— WRITTEN REQUEST —
Copy out the listing below word for word, every line of it.

[Pointing entries for named objects]

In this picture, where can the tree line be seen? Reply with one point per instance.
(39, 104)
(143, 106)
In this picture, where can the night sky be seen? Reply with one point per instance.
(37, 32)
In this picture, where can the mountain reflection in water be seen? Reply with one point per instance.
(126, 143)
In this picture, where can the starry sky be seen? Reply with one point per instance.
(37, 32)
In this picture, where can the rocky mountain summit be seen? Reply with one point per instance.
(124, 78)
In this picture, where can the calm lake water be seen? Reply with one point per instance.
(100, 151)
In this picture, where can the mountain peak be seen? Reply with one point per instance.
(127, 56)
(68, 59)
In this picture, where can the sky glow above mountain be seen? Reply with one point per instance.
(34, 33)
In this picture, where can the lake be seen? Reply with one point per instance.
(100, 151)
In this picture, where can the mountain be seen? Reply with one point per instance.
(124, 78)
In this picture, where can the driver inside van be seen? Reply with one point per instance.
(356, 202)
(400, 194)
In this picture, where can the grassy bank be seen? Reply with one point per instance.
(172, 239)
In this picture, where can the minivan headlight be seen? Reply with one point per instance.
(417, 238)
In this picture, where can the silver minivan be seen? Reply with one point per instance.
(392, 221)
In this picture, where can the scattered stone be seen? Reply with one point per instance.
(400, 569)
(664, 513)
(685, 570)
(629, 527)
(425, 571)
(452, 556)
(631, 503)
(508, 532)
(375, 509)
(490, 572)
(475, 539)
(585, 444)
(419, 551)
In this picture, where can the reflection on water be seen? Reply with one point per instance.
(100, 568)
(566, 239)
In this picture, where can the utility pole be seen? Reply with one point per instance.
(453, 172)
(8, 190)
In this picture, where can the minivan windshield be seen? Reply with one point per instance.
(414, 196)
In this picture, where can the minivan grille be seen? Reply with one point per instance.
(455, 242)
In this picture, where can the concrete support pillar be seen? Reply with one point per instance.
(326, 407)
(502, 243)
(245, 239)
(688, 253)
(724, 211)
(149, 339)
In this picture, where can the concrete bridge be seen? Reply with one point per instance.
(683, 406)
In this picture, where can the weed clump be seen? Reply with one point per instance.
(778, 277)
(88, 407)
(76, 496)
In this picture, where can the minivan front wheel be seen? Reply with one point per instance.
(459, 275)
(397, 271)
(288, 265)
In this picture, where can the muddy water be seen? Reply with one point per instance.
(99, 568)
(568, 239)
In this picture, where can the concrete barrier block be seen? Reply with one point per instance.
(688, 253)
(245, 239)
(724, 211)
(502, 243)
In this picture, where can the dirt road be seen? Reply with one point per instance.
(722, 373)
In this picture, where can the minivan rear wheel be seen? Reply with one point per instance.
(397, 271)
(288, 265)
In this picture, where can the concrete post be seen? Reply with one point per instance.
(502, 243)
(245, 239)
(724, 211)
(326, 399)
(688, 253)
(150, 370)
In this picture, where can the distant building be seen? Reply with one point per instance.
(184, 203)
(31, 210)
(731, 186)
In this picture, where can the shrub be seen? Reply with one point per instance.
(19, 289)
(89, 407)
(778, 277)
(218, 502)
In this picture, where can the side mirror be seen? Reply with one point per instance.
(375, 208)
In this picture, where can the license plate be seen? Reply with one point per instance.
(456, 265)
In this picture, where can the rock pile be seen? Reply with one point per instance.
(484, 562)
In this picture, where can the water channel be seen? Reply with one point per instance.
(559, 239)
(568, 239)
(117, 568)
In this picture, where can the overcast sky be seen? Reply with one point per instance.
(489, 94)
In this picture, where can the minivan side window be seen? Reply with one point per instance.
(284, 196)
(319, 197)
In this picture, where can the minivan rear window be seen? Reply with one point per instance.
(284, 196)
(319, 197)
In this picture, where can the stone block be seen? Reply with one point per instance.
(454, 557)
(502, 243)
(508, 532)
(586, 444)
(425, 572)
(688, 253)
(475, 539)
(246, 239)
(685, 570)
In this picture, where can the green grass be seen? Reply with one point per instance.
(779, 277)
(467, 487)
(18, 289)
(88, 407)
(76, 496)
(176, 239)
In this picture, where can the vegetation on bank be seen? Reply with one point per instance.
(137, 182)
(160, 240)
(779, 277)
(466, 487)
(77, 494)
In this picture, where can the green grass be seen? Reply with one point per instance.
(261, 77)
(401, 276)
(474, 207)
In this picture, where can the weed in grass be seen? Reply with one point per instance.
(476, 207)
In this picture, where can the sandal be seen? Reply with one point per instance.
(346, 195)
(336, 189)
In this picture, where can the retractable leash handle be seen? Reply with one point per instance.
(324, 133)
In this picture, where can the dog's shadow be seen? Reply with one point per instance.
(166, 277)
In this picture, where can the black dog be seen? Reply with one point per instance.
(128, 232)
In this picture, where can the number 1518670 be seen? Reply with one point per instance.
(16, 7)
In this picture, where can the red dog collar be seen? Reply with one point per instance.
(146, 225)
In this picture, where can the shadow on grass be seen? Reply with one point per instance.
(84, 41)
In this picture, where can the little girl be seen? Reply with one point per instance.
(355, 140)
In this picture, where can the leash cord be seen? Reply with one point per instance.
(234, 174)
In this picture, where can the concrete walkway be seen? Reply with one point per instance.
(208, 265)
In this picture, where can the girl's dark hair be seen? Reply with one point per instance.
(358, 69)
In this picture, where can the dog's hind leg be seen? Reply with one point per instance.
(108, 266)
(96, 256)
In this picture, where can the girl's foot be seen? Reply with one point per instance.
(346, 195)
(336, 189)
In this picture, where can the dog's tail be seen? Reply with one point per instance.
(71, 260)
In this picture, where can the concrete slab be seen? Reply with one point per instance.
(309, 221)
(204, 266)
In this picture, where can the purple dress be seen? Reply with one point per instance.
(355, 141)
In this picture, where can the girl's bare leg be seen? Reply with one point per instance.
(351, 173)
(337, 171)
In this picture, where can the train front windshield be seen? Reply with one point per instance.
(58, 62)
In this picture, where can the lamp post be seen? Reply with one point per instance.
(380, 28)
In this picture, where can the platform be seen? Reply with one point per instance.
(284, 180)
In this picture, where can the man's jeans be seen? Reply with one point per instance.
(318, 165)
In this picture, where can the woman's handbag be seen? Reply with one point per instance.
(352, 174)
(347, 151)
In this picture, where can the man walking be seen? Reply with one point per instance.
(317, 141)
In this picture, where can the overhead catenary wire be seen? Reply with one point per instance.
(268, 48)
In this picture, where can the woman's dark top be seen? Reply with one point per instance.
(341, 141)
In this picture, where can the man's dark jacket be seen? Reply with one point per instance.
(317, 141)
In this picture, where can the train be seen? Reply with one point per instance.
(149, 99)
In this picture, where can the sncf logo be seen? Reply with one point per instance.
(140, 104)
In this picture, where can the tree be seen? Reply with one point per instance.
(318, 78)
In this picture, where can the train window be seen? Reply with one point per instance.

— OUTPUT FOR THIS EXERCISE —
In this picture, where can the tree line be seen? Reply with one point per instance.
(39, 104)
(143, 106)
In this picture, where can the night sky be seen? Reply with one point per instance.
(37, 32)
In this picture, where can the mountain reflection in water be seen? Reply with one point per instance.
(126, 143)
In this picture, where can the starry sky be seen? Reply with one point per instance.
(37, 32)
In this picture, where can the rocky mountain summit be seen? Reply with one point per instance.
(124, 78)
In this picture, where can the calm lake water be seen? Reply with one point per instance.
(100, 151)
In this picture, where can the mountain peak be seen? Reply with one point per instance.
(127, 56)
(68, 59)
In this picture, where can the sky glow above mountain be seen? Reply with one point per instance.
(34, 33)
In this picture, where can the lake be seen? Reply with one point per instance.
(100, 151)
In this picture, where can the mountain be seen? Reply with one point per instance.
(124, 78)
In this picture, where can the driver inside van be seen? Reply with one point per instance.
(356, 202)
(400, 194)
In this picture, where can the grassy bank be seen? Reply with one point per instance.
(172, 239)
In this picture, where can the minivan headlight be seen? Reply with one point per instance.
(417, 238)
In this picture, where can the silver minivan be seen? Reply with one point per instance.
(392, 221)
In this picture, where can the scattered stone be seen? Reply with one point per instance.
(400, 569)
(664, 513)
(685, 570)
(629, 527)
(425, 571)
(452, 556)
(631, 503)
(508, 532)
(375, 509)
(490, 572)
(475, 539)
(585, 444)
(419, 551)
In this picture, where can the reflection on water be seen? Reply with one point per instance.
(100, 568)
(566, 239)
In this picture, where can the utility pole be seen? Reply with one point per instance.
(453, 172)
(8, 190)
In this picture, where can the minivan windshield be seen? Reply with one point per instance.
(414, 196)
In this picture, where can the minivan grille be seen? Reply with one point per instance.
(455, 242)
In this picture, where can the concrete support pillar be seen? Reply with one point per instance.
(326, 407)
(502, 243)
(245, 239)
(688, 253)
(724, 211)
(149, 339)
In this picture, where can the concrete bridge be seen? Reply with one point per instance.
(683, 406)
In this picture, where can the weed clump be seen? Reply with one point per instance.
(778, 277)
(88, 407)
(76, 496)
In this picture, where can the minivan front wheel be seen? Reply with one point per instance.
(459, 275)
(397, 271)
(288, 265)
In this picture, where can the muddy water be seen? Reply with one point per instance.
(99, 568)
(568, 239)
In this picture, where can the concrete barrier block be seen? Reply with one point per instance.
(688, 253)
(245, 239)
(724, 211)
(502, 243)
In this picture, where can the dirt road be seen? Reply with one point per instance.
(722, 373)
In this picture, where can the minivan rear wheel be seen? Reply with one point per instance.
(397, 271)
(288, 265)
In this picture, where can the concrete post be seen? Reply with one point per instance.
(502, 243)
(245, 239)
(724, 211)
(326, 399)
(688, 253)
(150, 370)
In this picture, where can the distant building be seen? Reply with one point per instance.
(184, 203)
(31, 210)
(731, 186)
In this picture, where can the shrub be seen? Reply with one point per instance.
(19, 289)
(89, 407)
(778, 277)
(218, 502)
In this picture, where can the side mirror be seen? Reply with one point per instance.
(375, 208)
In this picture, where can the license plate be seen? Reply with one point per instance.
(456, 265)
In this picture, where can the rock pile be seen? Reply with one point per instance.
(484, 562)
In this picture, where can the water channel be seen? Reply with one point per instance.
(559, 239)
(568, 239)
(117, 568)
In this picture, where can the overcast sky be seen? Reply with one point per instance.
(489, 94)
In this picture, where can the minivan side window be seen? Reply with one point per instance.
(284, 196)
(319, 197)
In this picture, where can the minivan rear window be seen? Reply with one point per instance.
(284, 196)
(319, 197)
In this picture, where can the stone block be seen? Reply with one point per instance.
(454, 557)
(502, 243)
(508, 532)
(586, 444)
(425, 572)
(688, 253)
(475, 539)
(246, 239)
(685, 570)
In this picture, where can the green grass be seen? Reply with one point per instance.
(779, 277)
(467, 487)
(18, 289)
(88, 407)
(76, 496)
(176, 239)
In this picture, where can the vegetation on bank be seen? Reply with one point per instance.
(137, 182)
(160, 240)
(779, 277)
(466, 487)
(77, 494)
In this picture, where can the green grass be seen? Reply with one point per instance.
(261, 77)
(401, 276)
(474, 207)
In this picture, where can the weed in grass be seen? Reply with one point per instance.
(476, 207)
In this picture, where can the sandal be seen? Reply with one point per instance.
(346, 195)
(336, 189)
In this picture, where can the retractable leash handle be seen? Reply with one point per instance.
(324, 133)
In this picture, where can the dog's shadow be seen? Reply with one point per instance.
(166, 277)
In this picture, where can the black dog be seen? Reply with one point per instance.
(128, 232)
In this picture, where can the number 1518670 be seen? Reply with one point per instance.
(16, 7)
In this picture, where can the red dog collar be seen? Reply with one point per instance.
(146, 225)
In this picture, where can the shadow on grass be seen? Reply with one point per instance.
(84, 41)
In this picture, where can the little girl be seen? Reply with one point per instance.
(355, 140)
In this picture, where can the leash cord be seen? Reply with one point per instance.
(234, 174)
In this picture, where can the concrete walkway be seen? Reply with one point per instance.
(208, 265)
In this picture, where can the girl's dark hair be seen? Reply with one point per instance.
(358, 69)
In this picture, where can the dog's hind leg be seen? Reply with one point per instance.
(108, 266)
(96, 256)
In this picture, where can the girl's foot be seen? Reply with one point per instance.
(346, 195)
(336, 189)
In this picture, where can the dog's tail be seen? Reply with one point per instance.
(71, 260)
In this picture, where can the concrete slab be seen? Reply with one point per instance.
(309, 221)
(204, 266)
In this picture, where can the purple dress be seen? Reply with one point per instance.
(355, 141)
In this picture, where can the girl's bare leg be seen? Reply with one point per instance.
(351, 173)
(337, 171)
In this picture, where can the train front windshield be seen? Reply with one point per instance.
(58, 62)
In this picture, where can the lamp post be seen? Reply with one point per instance.
(380, 28)
In this picture, where can the platform be seen? Reply with one point per instance.
(284, 180)
In this picture, where can the man's jeans be seen? Reply with one point per instance.
(318, 165)
In this picture, where can the woman's handbag be seen? Reply with one point per instance.
(352, 174)
(347, 151)
In this picture, where can the man walking be seen? Reply with one point per instance.
(317, 141)
In this picture, where can the overhead catenary wire be seen? Reply with one point per instance.
(268, 48)
In this picture, where can the woman's dark top be seen? Reply with one point per instance.
(341, 141)
In this picture, where can the man's dark jacket be seen? Reply with one point per instance.
(317, 141)
In this picture, where can the train be seen? Reply with one point per instance.
(149, 99)
In this picture, where can the sncf logo be seen? Reply with one point per instance.
(140, 104)
In this picture, where can the tree be seen? Reply with one point per instance.
(318, 78)
In this picture, where can the train window be seen? Reply with one point per instance.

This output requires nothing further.